Exercise description:
Print the data exactly. Pictures stay out.

The data:
+++++

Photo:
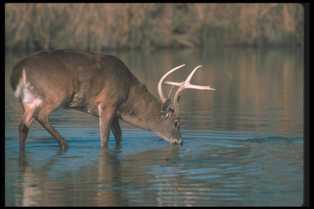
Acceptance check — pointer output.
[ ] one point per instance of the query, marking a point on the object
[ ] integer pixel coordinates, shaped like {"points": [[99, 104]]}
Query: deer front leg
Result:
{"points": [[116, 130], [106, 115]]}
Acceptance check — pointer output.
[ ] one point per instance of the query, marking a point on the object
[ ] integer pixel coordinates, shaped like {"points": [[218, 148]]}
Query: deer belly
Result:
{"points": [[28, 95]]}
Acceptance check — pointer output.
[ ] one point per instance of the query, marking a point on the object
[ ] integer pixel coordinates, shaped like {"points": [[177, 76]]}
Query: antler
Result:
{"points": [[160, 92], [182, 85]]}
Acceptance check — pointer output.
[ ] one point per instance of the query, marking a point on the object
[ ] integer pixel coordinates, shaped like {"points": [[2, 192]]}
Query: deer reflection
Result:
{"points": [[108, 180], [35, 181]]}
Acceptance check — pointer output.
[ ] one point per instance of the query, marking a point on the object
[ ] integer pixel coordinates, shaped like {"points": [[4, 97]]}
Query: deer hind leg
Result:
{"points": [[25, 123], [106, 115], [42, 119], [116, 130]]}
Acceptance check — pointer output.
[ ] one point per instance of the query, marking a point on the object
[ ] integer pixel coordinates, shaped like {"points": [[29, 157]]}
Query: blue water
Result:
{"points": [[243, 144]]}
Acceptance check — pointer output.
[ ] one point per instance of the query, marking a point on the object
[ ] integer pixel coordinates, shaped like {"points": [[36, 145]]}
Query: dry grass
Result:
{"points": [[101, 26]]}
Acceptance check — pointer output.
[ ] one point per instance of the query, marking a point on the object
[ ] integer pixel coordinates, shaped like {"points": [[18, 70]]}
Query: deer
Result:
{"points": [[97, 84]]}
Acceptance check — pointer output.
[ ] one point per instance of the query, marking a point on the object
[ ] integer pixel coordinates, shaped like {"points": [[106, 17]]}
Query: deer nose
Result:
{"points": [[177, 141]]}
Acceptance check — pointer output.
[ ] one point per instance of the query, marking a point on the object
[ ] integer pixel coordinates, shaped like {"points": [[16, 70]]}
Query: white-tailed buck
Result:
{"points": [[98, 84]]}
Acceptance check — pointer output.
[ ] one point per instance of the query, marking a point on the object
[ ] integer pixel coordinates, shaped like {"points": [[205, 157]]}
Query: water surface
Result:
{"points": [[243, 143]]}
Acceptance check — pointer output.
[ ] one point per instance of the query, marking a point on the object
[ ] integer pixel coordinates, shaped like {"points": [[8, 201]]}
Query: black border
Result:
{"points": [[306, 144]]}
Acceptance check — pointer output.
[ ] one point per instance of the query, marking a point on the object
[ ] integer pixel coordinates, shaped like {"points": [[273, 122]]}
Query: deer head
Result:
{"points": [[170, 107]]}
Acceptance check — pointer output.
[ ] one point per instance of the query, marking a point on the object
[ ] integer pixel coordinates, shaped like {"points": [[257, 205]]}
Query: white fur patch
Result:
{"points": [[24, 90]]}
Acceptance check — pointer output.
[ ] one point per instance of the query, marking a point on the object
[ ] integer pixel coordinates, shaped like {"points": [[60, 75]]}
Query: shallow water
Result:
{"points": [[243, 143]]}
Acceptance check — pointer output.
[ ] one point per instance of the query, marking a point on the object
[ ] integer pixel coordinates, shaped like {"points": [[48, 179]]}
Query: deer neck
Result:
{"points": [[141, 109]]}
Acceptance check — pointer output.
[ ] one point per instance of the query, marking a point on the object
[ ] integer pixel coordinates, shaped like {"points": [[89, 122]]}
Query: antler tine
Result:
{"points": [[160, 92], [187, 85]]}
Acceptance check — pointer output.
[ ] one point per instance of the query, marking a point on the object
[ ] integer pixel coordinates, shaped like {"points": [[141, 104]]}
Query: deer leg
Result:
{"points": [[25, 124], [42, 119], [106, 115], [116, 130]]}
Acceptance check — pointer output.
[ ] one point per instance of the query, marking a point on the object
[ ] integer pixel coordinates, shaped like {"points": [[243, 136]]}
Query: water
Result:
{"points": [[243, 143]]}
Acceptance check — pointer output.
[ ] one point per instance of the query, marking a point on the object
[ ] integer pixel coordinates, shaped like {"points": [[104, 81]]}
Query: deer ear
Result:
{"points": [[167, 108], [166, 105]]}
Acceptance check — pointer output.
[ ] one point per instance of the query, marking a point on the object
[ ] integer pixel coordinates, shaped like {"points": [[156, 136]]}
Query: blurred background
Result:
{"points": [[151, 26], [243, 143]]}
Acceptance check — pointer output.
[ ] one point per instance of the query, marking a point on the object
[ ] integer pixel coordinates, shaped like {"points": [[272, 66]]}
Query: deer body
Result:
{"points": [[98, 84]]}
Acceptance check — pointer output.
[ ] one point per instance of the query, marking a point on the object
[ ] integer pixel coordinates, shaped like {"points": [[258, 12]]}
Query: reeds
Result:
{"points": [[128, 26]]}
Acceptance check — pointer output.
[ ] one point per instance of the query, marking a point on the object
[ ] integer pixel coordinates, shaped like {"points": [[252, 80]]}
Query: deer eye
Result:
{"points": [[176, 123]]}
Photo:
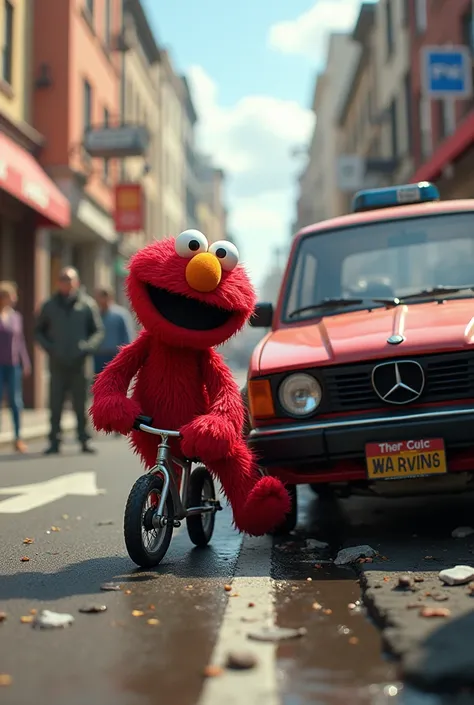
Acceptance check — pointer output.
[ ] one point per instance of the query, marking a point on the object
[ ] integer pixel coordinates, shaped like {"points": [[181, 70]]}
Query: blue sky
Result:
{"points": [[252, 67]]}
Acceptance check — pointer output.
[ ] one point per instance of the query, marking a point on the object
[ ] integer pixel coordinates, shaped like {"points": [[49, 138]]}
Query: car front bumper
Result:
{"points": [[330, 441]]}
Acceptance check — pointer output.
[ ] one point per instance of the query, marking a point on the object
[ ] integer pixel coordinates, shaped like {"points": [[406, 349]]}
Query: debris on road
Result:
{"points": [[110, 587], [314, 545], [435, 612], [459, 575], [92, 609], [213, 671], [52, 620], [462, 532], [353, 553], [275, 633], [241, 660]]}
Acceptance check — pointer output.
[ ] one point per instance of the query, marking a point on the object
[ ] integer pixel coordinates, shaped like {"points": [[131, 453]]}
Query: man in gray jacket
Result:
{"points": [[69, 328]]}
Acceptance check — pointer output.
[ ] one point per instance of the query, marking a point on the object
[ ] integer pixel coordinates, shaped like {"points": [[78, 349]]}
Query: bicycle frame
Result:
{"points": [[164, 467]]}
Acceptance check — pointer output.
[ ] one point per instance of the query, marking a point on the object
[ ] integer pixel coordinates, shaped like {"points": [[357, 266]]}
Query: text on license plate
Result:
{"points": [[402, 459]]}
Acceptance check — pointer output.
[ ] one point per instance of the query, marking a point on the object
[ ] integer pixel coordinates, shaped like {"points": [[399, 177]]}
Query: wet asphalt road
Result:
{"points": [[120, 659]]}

+++++

Answer box:
Photo:
Acceptance check — pointer output.
[ ] one point per instance of the query, marking a point on the object
[ ] integer pixel coordinates, shaped like {"points": [[99, 104]]}
Query: deer front leg
Result:
{"points": [[116, 130], [106, 115]]}
Acceptance check — pointer output.
[ ] one point per instance of the query, marking a point on the object
[ ] integer pixel coordinates, shaped like {"points": [[218, 148]]}
Query: deer belly
Result:
{"points": [[28, 95]]}
Acceptance check — pointer output.
[ ] one point per instance of the query, marking a point on the object
[ ] integer pixel coordinates, shaped like {"points": [[177, 76]]}
Query: antler
Result:
{"points": [[160, 92], [182, 85]]}
Acceptance check — pointer output.
[ ] one point per instance of the query, marking a point on the object
[ ] integer pixel coordinates, shaped like {"points": [[2, 192]]}
Query: deer reflection
Result:
{"points": [[108, 180], [35, 181]]}
Acceptance check — pointer output.
[ ] one point per instance of the query, marking a point on the object
[ ] integer pixel coordinates, shaped like {"points": [[4, 97]]}
Query: deer hind leg
Result:
{"points": [[25, 123], [106, 115], [42, 119], [116, 130]]}
Acceptance check — pointer output.
[ ] one point per instance of the query, marking a point on the object
[ ] integer pixel coordinates, shaped like {"points": [[29, 157]]}
Query: blue water
Result:
{"points": [[243, 144]]}
Acceptance check — pointer output.
[ ] one point per instance of the query, marking a point on the object
[ ] integer pixel coordinates, shaped like {"points": [[36, 145]]}
Query: dry grass
Result:
{"points": [[101, 26]]}
Acceptance check — pointer output.
[ ] one point per instance of the query, marking a point on the object
[ ] integer pixel coordinates, shaped like {"points": [[18, 70]]}
Query: deer
Result:
{"points": [[97, 84]]}
Acceptance check — pointer output.
[ ] one point per instance of the query, marking a point on the object
[ ] integer pixel coordinates, shaped like {"points": [[106, 17]]}
Query: deer nose
Result:
{"points": [[177, 141]]}
Acceptance check — pointer output.
[ ] one point per instance of the query, marking a point on the object
[ ] integer pixel coordinates, shaped like {"points": [[16, 70]]}
Query: white-tailed buck
Result:
{"points": [[98, 84]]}
Acceptance check — pointer output.
[ ] one point per instance of the query, marking a point on the object
[ ] integer pixel coordinates, shaped like {"points": [[205, 157]]}
Query: water surface
Result:
{"points": [[243, 143]]}
Acceptance check — pointer output.
[ ] one point per instance of the query, marking a point on the object
[ ] integer pixel coordinates, shaped like {"points": [[8, 201]]}
Query: black border
Result:
{"points": [[306, 144]]}
Acceptance check — pointer output.
[ ] one point per instance of the query, marking a point on the object
[ ] integer pixel coordinates, shaped like {"points": [[273, 122]]}
Query: deer head
Result:
{"points": [[170, 107]]}
Acceptance check — pointer output.
[ ] one point per instance of the query, marking a point on the object
[ ] integer pixel coordinates, shaped like {"points": [[257, 205]]}
Query: white fur patch
Result:
{"points": [[24, 90]]}
Acceptance check — pointer output.
[ ] one point per instance of the query, marking a point on the object
[ ] integer pixel coordinates, shaped like {"points": [[60, 75]]}
Query: shallow water
Result:
{"points": [[243, 143]]}
Acceptance check — pointer output.
[ ] one point per instance of the query, marking a point on the object
[ ] integer pixel coordinates, shaped like {"points": [[48, 179]]}
Query: deer neck
Result:
{"points": [[141, 109]]}
Acceptance check — pointer output.
[ ] one point per instance of the query, marking a point on the object
[ ] integer pixel coordinates, shaped like {"points": [[89, 122]]}
Query: antler tine
Result:
{"points": [[160, 92], [187, 85]]}
Acceptance check — pointer output.
[ ] one point per instance of the query, marking a point on the object
[ ] integer pixel coordinates, shaped like {"points": [[141, 104]]}
Query: deer leg
Result:
{"points": [[25, 124], [42, 119], [106, 115], [116, 130]]}
Acceptance check — pointer output.
[ ] one point per instance of the query, marking a point on the object
[ ] integer pixel coordinates, shaped like {"points": [[243, 136]]}
Query: water
Result:
{"points": [[243, 143]]}
Acceptance check — pointer output.
[ ] one point per instance of the query, marking a point on the object
[ ] integer pixel coordinates, shaped like {"points": [[104, 81]]}
Query: deer ear
Result:
{"points": [[167, 108], [166, 105]]}
Acceptance check — pointer output.
[ ] one point per instance of the query, marking a point on the object
[ ] integer pixel coordinates, shaped like {"points": [[156, 136]]}
Query: blurred background
Result:
{"points": [[151, 26], [243, 143]]}
Acceptance check — pointer output.
[ ] one point per instance of the query, marking a point on the object
[ ] integer pixel coordinates, shaped like {"points": [[272, 66]]}
Query: deer body
Result:
{"points": [[98, 84]]}
Acceptance check — pointer output.
[ ] one point per instance of the query, marking a point on the object
[ ] integer pixel coordinates, shaped like {"points": [[258, 12]]}
Query: reeds
Result:
{"points": [[128, 26]]}
Acceptance check — pointer output.
[ ] one point per instance of the query, marking a point on the object
[ ] integer pixel coordinates, shaped like {"points": [[252, 80]]}
Query: deer eye
Result:
{"points": [[176, 123]]}
Photo:
Acceptance check — pointer output.
[ ] one point per instance of the query, marking a point on the object
[ ] integer pixel coordinates, shaped like {"points": [[181, 70]]}
Query: blue sky
Result:
{"points": [[252, 67]]}
Acceptance check — pointer output.
[ ] one point per instance of the query, marking a point on the object
[ ] integer pixel coordinates, shaped like {"points": [[49, 138]]}
Query: car front bumper
Result:
{"points": [[330, 441]]}
Acceptance check — pointer output.
[ ] one point per instance of the query, marking a point on the object
[ ] integer pixel coordinates, shaped like {"points": [[406, 349]]}
Query: debris on road
Result:
{"points": [[110, 587], [314, 545], [435, 612], [459, 575], [92, 609], [213, 671], [52, 620], [462, 532], [353, 553], [275, 633], [241, 660]]}
Acceptance check — pointer output.
[ ] one point per instance of the query, marking a point on the object
[ ] integer pixel coordinates, shaped like {"points": [[131, 453]]}
Query: man in gray jacket
Result:
{"points": [[69, 328]]}
Acceptance check — pointer output.
[ ] one point per instance of the query, marking a point on the object
[ ] integer pixel coordinates, shaped like {"points": [[78, 349]]}
Query: bicycle frame
Result:
{"points": [[164, 467]]}
Acceptance check — pointer output.
[ ] one point per instance of the query, marking a point on the object
[ ] integer pixel coordinates, shaped like {"points": [[357, 266]]}
Query: text on license plate
Result:
{"points": [[402, 459]]}
Acceptance check — pointer output.
[ ] one point per instance of the query, marking a point on the object
[ ] integer pixel coordinates, shaped like {"points": [[399, 177]]}
Query: wet asphalt road
Result:
{"points": [[120, 659]]}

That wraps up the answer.